**EXERCISE INPUT:**
━━━━━━
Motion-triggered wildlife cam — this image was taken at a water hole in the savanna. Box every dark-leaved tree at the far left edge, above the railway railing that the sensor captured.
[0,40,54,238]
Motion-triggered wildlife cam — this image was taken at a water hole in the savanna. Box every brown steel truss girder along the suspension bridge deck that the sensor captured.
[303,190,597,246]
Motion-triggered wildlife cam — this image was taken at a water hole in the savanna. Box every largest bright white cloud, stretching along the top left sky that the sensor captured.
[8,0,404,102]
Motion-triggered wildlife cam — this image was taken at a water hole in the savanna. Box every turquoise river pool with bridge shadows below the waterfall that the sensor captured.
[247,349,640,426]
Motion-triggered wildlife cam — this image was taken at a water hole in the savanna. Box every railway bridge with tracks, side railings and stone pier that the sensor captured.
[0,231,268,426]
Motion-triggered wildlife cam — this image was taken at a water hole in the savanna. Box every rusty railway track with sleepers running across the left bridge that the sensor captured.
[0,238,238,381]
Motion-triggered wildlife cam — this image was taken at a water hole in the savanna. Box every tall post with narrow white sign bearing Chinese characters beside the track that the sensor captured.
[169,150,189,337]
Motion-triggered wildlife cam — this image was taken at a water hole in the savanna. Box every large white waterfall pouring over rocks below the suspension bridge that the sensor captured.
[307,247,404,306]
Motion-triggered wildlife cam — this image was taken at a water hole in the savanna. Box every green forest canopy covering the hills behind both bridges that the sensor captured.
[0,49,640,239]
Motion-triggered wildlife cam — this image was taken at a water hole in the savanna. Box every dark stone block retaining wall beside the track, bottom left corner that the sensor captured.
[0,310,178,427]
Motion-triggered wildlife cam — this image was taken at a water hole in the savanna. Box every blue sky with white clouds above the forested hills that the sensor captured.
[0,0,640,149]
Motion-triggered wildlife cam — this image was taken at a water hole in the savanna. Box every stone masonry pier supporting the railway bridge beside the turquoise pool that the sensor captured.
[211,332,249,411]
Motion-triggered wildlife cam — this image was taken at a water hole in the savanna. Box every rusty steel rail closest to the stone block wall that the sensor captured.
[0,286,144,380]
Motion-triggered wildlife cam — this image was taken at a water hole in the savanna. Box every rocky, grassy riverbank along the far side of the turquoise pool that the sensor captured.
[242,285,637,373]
━━━━━━
**ASSIGNMENT:** After reading through the records, retype all of them exactly.

**COMPLETED TASK:**
Motion-triggered wildlife cam — this image was taken at a water hole in the savanna. Box every dark-leaved tree at the far left edge, above the railway railing that the sensor captured.
[0,40,54,238]
Motion-triggered wildlife cam — this image was taken at a water hole in the savanna. Box every brown steel truss girder along the suspension bridge deck that the sensor captured.
[303,190,597,246]
Motion-triggered wildlife cam — this image was taken at a water hole in the savanna. Box every largest bright white cloud, stretching along the top left sky that the sensor captured.
[8,0,404,102]
Motion-triggered wildlife cam — this image was taken at a water hole in the savanna. Box every turquoise river pool with bridge shadows below the waterfall that the sensor captured.
[247,349,640,426]
Motion-triggered wildlife cam — this image was taken at a water hole in the savanna. Box every railway bridge with tracks, side railings and stone pier that the sensor captured.
[0,231,268,426]
Motion-triggered wildlife cam — this image was taken at a water hole in the savanna. Box every rusty railway track with sleepers running across the left bridge that the sensor captured.
[0,238,238,381]
Motion-triggered wildlife cam — this image was taken at a water hole in the savanna. Box every tall post with narrow white sign bearing Chinese characters beside the track that the sensor captured.
[169,150,189,337]
Motion-triggered wildlife cam — this image was taken at a water hole in the savanna. Box every large white waterfall pouring over rocks below the suspension bridge that the sensor captured.
[307,247,404,306]
Motion-triggered wildlife cam — this image was taken at a water hole in the savanna. Box every green forest canopy covering the hills behind both bridges that the sensor captured.
[0,49,640,239]
Motion-triggered wildlife cam — this image was taken at a water hole in the savanna. Box every dark stone block retaining wall beside the track, bottom left corner that the sensor captured.
[0,310,178,427]
Motion-triggered wildlife cam — this image was taken at a water hole in the savanna. Box every blue sky with white clouds above the forested hills that the sensor captured.
[0,0,640,149]
Motion-triggered wildlife cam — this image was taken at a water hole in the savanna. Box every stone masonry pier supporting the railway bridge beside the turquoise pool that the sensor captured.
[211,332,249,411]
Motion-triggered wildlife cam — this image was taken at a water hole in the savanna. Box every rusty steel rail closest to the stone block wall that the sensor captured.
[0,286,144,380]
Motion-triggered wildlife cam — this image was taken at a water hole in the savanna. Box every rocky, grassy riverbank along the far side of the turquoise pool that the sensor captured.
[242,285,637,373]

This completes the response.